Ausgewählter Textauszug.
Das Änderungsprotokoll vom 10. Mai 1984

Die 25. ausserordentliche Versammlung der ICAO (Montreal, 24. April-10. Mai 1984) genehmigte am 10. Mai 1984 das Gegenstand dieser Botschaft bildende Änderungsprotokoll, welches einerseits den an sich im internationalen Recht anerkannten Grundsatz der Nichtanwendung von Waffen gegen Zivilluftfahrzeuge im Übereinkommen ausdrücklich verankert und anderseits in ergänzenden Bestimmungen auf die strikte Respektierung der Souveränität der Staaten hinzielt. Die Genehmigung erfolgte mit den Stimmen aller 107 vertretenen Staaten. Die Übereinkommensänderung wird in Kraft treten, sobald das Protokoll von 102 Mitgliedstaaten ratifiziert sein wird. Gleichzeitig mit der Genehmigung des Änderungsprotokolls verabschiedete die Versammlung eine Resolution, welche die Mitgliedstaaten dringend ersucht, dieses Änderungsprotokoll ohne Verzug zu ratifizieren.

Datensätze.
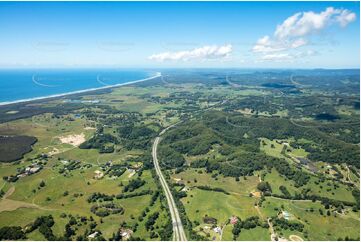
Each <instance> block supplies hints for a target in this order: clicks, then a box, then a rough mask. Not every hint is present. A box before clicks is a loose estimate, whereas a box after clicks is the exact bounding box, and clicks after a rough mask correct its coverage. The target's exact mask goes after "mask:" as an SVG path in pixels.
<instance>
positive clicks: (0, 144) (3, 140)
mask: <svg viewBox="0 0 361 242" xmlns="http://www.w3.org/2000/svg"><path fill="white" fill-rule="evenodd" d="M36 141H37V140H36V138H35V137H29V136H0V162H10V161H15V160H19V159H21V158H23V155H24V154H26V153H28V152H30V151H31V149H32V148H31V146H32V145H33V144H34V143H35V142H36Z"/></svg>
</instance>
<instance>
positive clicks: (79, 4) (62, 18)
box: [0, 2, 360, 68]
mask: <svg viewBox="0 0 361 242" xmlns="http://www.w3.org/2000/svg"><path fill="white" fill-rule="evenodd" d="M359 16H360V13H359V2H228V3H218V2H132V3H127V2H105V3H101V2H63V3H61V2H50V3H47V2H33V3H31V2H23V3H22V2H0V33H1V38H0V53H1V55H0V67H46V68H48V67H94V66H96V67H103V66H104V67H136V68H138V67H151V68H154V67H240V68H248V67H252V68H268V67H270V68H358V67H359V58H360V56H359V53H360V47H359V45H360V39H359V36H360V32H359V31H360V25H359V22H360V20H359Z"/></svg>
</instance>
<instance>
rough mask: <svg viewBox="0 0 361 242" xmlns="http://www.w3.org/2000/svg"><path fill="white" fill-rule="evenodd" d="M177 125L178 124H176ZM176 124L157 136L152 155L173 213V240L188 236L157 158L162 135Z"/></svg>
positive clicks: (154, 165)
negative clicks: (185, 234) (160, 141)
mask: <svg viewBox="0 0 361 242" xmlns="http://www.w3.org/2000/svg"><path fill="white" fill-rule="evenodd" d="M174 125H176V124H174ZM174 125H171V126H169V127H168V128H166V129H164V130H163V131H162V132H160V134H159V136H158V137H157V138H155V140H154V143H153V147H152V156H153V163H154V168H155V171H156V173H157V175H158V177H159V181H160V184H161V185H162V187H163V190H164V194H165V196H166V198H167V203H168V206H169V211H170V214H171V218H172V225H173V240H175V241H187V237H186V235H185V233H184V229H183V225H182V221H181V219H180V216H179V212H178V209H177V206H176V204H175V202H174V198H173V195H172V193H171V191H170V189H169V187H168V183H167V181H166V180H165V179H164V176H163V174H162V170H161V169H160V166H159V162H158V158H157V149H158V144H159V142H160V139H161V138H160V136H161V135H162V134H164V133H165V132H166V131H167V130H168V129H170V128H171V127H173V126H174Z"/></svg>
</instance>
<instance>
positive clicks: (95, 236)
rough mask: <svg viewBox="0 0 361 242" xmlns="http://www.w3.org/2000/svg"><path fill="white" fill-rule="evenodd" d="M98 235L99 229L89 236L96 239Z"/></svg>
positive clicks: (90, 238)
mask: <svg viewBox="0 0 361 242" xmlns="http://www.w3.org/2000/svg"><path fill="white" fill-rule="evenodd" d="M97 235H98V231H95V232H94V233H92V234H89V235H88V238H89V239H94V238H95V237H96V236H97Z"/></svg>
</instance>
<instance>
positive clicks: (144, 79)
mask: <svg viewBox="0 0 361 242" xmlns="http://www.w3.org/2000/svg"><path fill="white" fill-rule="evenodd" d="M161 76H162V73H161V72H157V73H156V74H155V75H154V76H151V77H147V78H144V79H140V80H135V81H130V82H125V83H119V84H114V85H108V86H103V87H95V88H88V89H83V90H78V91H72V92H66V93H59V94H54V95H49V96H42V97H35V98H27V99H20V100H15V101H8V102H0V106H6V105H11V104H17V103H25V102H31V101H39V100H44V99H48V98H57V97H64V96H68V95H73V94H81V93H86V92H92V91H98V90H104V89H108V88H115V87H121V86H126V85H130V84H135V83H139V82H144V81H149V80H152V79H154V78H157V77H161Z"/></svg>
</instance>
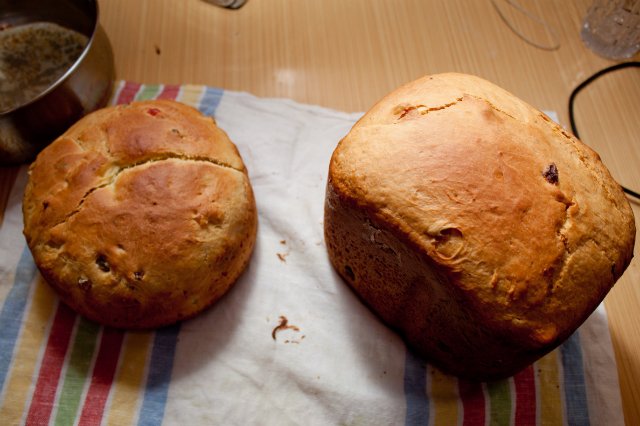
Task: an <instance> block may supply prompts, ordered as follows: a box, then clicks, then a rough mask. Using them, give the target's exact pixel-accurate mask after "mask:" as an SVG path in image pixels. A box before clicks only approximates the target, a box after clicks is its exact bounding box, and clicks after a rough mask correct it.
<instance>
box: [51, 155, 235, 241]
mask: <svg viewBox="0 0 640 426" xmlns="http://www.w3.org/2000/svg"><path fill="white" fill-rule="evenodd" d="M168 160H182V161H193V162H204V163H209V164H212V165H214V166H218V167H222V168H225V169H230V170H234V171H236V172H238V173H242V171H240V170H238V169H236V168H235V167H233V166H231V165H229V164H225V163H223V162H220V161H216V160H212V159H210V158H206V157H188V156H186V155H176V154H167V155H162V156H158V157H152V158H148V159H146V160H144V161H141V162H139V163H134V164H130V165H127V166H124V167H119V168H118V170H117V171H116V172H115V173H114V174H113V175H111V177H110V178H109V181H108V182H105V183H102V184H100V185H97V186H94V187H92V188H91V189H89V190H88V191H86V192H85V194H84V195H83V196H82V198H81V199H80V201H79V202H78V205H77V206H76V207H75V208H74V209H73V210H72V211H71V212H69V213H67V215H66V216H65V217H64V218H63V219H62V220H61V221H59V222H57V223H55V224H54V225H52V226H51V228H50V229H53V228H55V227H56V226H59V225H61V224H63V223H65V222H67V221H68V220H69V219H71V218H72V217H73V216H74V215H76V214H77V213H79V212H80V210H81V208H82V205H83V204H84V202H85V200H86V199H87V198H88V197H89V196H90V195H91V194H93V193H94V192H95V191H97V190H99V189H102V188H106V187H108V186H111V185H113V184H114V183H115V182H116V180H117V179H118V177H119V176H120V174H121V173H123V172H126V171H128V170H131V169H134V168H136V167H140V166H144V165H147V164H153V163H158V162H162V161H168Z"/></svg>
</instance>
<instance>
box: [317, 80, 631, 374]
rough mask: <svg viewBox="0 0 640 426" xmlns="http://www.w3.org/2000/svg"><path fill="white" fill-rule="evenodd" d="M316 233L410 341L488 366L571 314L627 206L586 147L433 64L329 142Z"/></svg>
mask: <svg viewBox="0 0 640 426" xmlns="http://www.w3.org/2000/svg"><path fill="white" fill-rule="evenodd" d="M363 223H364V224H366V225H362V224H363ZM363 226H364V228H363ZM367 227H369V228H367ZM366 229H369V232H367V231H366ZM325 234H326V238H327V246H328V248H329V253H330V257H331V260H332V262H333V264H334V266H335V267H336V269H337V270H338V272H340V273H341V274H342V275H343V277H345V279H346V280H347V281H348V282H349V283H350V284H351V285H352V286H353V288H354V289H355V290H356V292H357V293H359V294H360V295H361V296H362V297H363V299H364V300H365V301H366V303H368V304H369V305H370V306H371V307H372V308H373V309H374V310H375V311H376V312H378V313H379V314H380V316H381V317H382V318H383V319H384V320H385V321H386V322H387V323H389V324H390V325H392V326H393V327H394V328H397V329H399V330H400V332H401V333H402V334H403V335H404V336H405V337H406V339H407V341H408V342H409V344H411V345H412V346H414V347H416V348H417V349H418V350H419V351H420V352H421V353H422V354H424V355H426V356H427V357H429V358H431V359H432V360H434V361H435V362H437V363H438V364H439V365H441V366H443V367H444V368H445V369H447V370H448V371H450V372H453V373H456V374H459V375H463V376H465V377H474V378H487V377H499V376H504V375H508V374H513V373H514V372H516V371H517V370H518V369H520V368H523V367H524V366H526V365H527V364H528V363H530V362H531V361H533V360H534V359H535V358H537V357H539V356H540V355H542V354H543V353H545V352H547V351H548V350H550V349H552V348H553V347H555V346H556V345H557V344H559V343H560V342H561V341H562V340H564V339H565V338H566V337H568V336H569V335H570V333H572V332H573V331H574V330H575V329H576V328H577V327H578V326H579V324H581V323H582V322H583V321H584V319H586V317H587V316H588V315H589V314H590V313H591V312H592V311H593V310H594V309H595V307H596V306H597V305H598V303H600V302H601V301H602V299H603V298H604V296H605V295H606V293H607V292H608V291H609V289H610V288H611V287H612V286H613V284H614V283H615V281H616V280H617V279H618V278H619V277H620V276H621V275H622V273H623V271H624V270H625V268H626V267H627V265H628V264H629V262H630V261H631V258H632V255H633V245H634V239H635V222H634V218H633V213H632V211H631V208H630V206H629V203H628V201H627V200H626V198H625V196H624V194H623V192H622V190H621V189H620V187H619V185H618V184H617V183H616V182H615V181H614V180H613V179H612V178H611V176H610V174H609V172H608V171H607V170H606V168H605V167H604V165H603V164H602V162H601V161H600V159H599V157H598V156H597V154H595V153H594V152H593V151H592V150H591V149H589V148H588V147H587V146H585V145H584V144H582V143H581V142H580V141H578V140H577V139H575V138H574V137H573V136H571V135H569V134H568V133H566V132H565V131H564V130H562V129H561V128H560V127H559V126H557V125H556V124H555V123H553V122H551V120H550V119H549V118H548V117H546V116H545V115H544V114H543V113H541V112H539V111H537V110H535V109H534V108H532V107H531V106H529V105H527V104H526V103H524V102H522V101H520V100H519V99H517V98H515V97H514V96H513V95H511V94H509V93H508V92H506V91H504V90H502V89H500V88H498V87H496V86H494V85H493V84H491V83H488V82H486V81H484V80H482V79H479V78H477V77H472V76H467V75H461V74H442V75H436V76H428V77H424V78H422V79H420V80H417V81H415V82H412V83H410V84H408V85H405V86H403V87H401V88H399V89H398V90H396V91H394V92H393V93H391V94H390V95H388V96H387V97H385V98H384V99H383V100H381V101H380V102H379V103H378V104H377V105H375V106H374V107H373V108H372V110H371V111H369V112H368V113H367V114H365V116H364V117H363V118H362V119H361V120H360V121H359V122H358V123H357V124H356V125H355V126H354V127H353V129H352V130H351V132H350V133H349V134H348V135H347V136H346V137H345V138H344V139H343V140H342V141H341V142H340V144H339V146H338V147H337V149H336V150H335V152H334V154H333V157H332V160H331V165H330V170H329V183H328V188H327V202H326V209H325ZM380 238H383V239H386V240H388V241H386V240H385V242H384V243H380V242H379V241H378V240H379V239H380ZM349 241H351V242H349ZM357 247H358V248H357ZM356 253H357V254H356ZM408 259H411V261H409V260H408ZM380 262H382V263H384V264H385V265H386V266H385V267H384V268H382V269H380V270H379V271H378V272H377V273H375V274H372V272H371V271H373V270H376V265H379V264H380ZM354 265H357V271H356V268H355V267H354ZM408 265H410V266H408ZM346 266H349V269H348V270H345V267H346ZM349 270H350V271H351V272H347V271H349ZM350 276H353V277H355V278H353V277H350ZM391 295H396V296H397V297H396V296H393V297H391ZM407 295H411V297H408V296H407ZM408 312H410V313H411V314H408ZM443 348H444V349H443ZM471 353H472V354H473V357H471V358H469V354H471Z"/></svg>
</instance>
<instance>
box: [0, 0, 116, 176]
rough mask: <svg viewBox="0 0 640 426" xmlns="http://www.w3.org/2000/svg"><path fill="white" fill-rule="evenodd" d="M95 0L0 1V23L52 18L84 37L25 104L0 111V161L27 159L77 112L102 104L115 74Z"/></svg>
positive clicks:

Übungsaufgaben.
a: Geben Sie aus dem Textauszug zum Änderungsprotokoll alles von "Die 25. ausserordentliche" bis einschließlich "Verzug zu ratifizieren." wortgetreu aus.
b: Ersetzen Sie in den Datensätzen "rough mask" durch "approximate mask" und geben Sie ausschließlich den Abschnitt vom Anfang der Datensätze bis einschließlich der Zeile mit "positive clicks: (154, 165)" sonst unverändert wieder, ohne die Bilder.

Musterlösungen.
a:
Die 25. ausserordentliche Versammlung der ICAO (Montreal, 24. April-10. Mai 1984) genehmigte am 10. Mai 1984 das Gegenstand dieser Botschaft bildende Änderungsprotokoll, welches einerseits den an sich im internationalen Recht anerkannten Grundsatz der Nichtanwendung von Waffen gegen Zivilluftfahrzeuge im Übereinkommen ausdrücklich verankert und anderseits in ergänzenden Bestimmungen auf die strikte Respektierung der Souveränität der Staaten hinzielt. Die Genehmigung erfolgte mit den Stimmen aller 107 vertretenen Staaten. Die Übereinkommensänderung wird in Kraft treten, sobald das Protokoll von 102 Mitgliedstaaten ratifiziert sein wird. Gleichzeitig mit der Genehmigung des Änderungsprotokolls verabschiedete die Versammlung eine Resolution, welche die Mitgliedstaaten dringend ersucht, dieses Änderungsprotokoll ohne Verzug zu ratifizieren.

b:
Each <instance> block supplies hints for a target in this order: clicks, then a box, then a approximate mask. Not every hint is present. A box before clicks is a loose estimate, whereas a box after clicks is the exact bounding box, and clicks after a approximate mask correct its coverage. The target's exact mask goes after "mask:" as an SVG path in pixels.
<instance>
positive clicks: (0, 144) (3, 140)
mask: <svg viewBox="0 0 361 242" xmlns="http://www.w3.org/2000/svg"><path fill="white" fill-rule="evenodd" d="M36 141H37V140H36V138H35V137H29V136H0V162H10V161H15V160H19V159H21V158H23V155H24V154H26V153H28V152H30V151H31V149H32V148H31V146H32V145H33V144H34V143H35V142H36Z"/></svg>
</instance>
<instance>
positive clicks: (79, 4) (62, 18)
box: [0, 2, 360, 68]
mask: <svg viewBox="0 0 361 242" xmlns="http://www.w3.org/2000/svg"><path fill="white" fill-rule="evenodd" d="M359 16H360V13H359V2H228V3H218V2H132V3H127V2H105V3H101V2H63V3H61V2H50V3H47V2H33V3H31V2H23V3H22V2H0V33H1V38H0V53H1V55H0V67H46V68H48V67H94V66H96V67H103V66H104V67H136V68H138V67H151V68H154V67H240V68H248V67H252V68H268V67H270V68H358V67H359V58H360V56H359V53H360V47H359V45H360V39H359V36H360V32H359V31H360V25H359V22H360V20H359Z"/></svg>
</instance>
<instance>
approximate mask: <svg viewBox="0 0 361 242" xmlns="http://www.w3.org/2000/svg"><path fill="white" fill-rule="evenodd" d="M177 125L178 124H176ZM176 124L157 136L152 155L173 213V240L188 236L157 158L162 135Z"/></svg>
positive clicks: (154, 165)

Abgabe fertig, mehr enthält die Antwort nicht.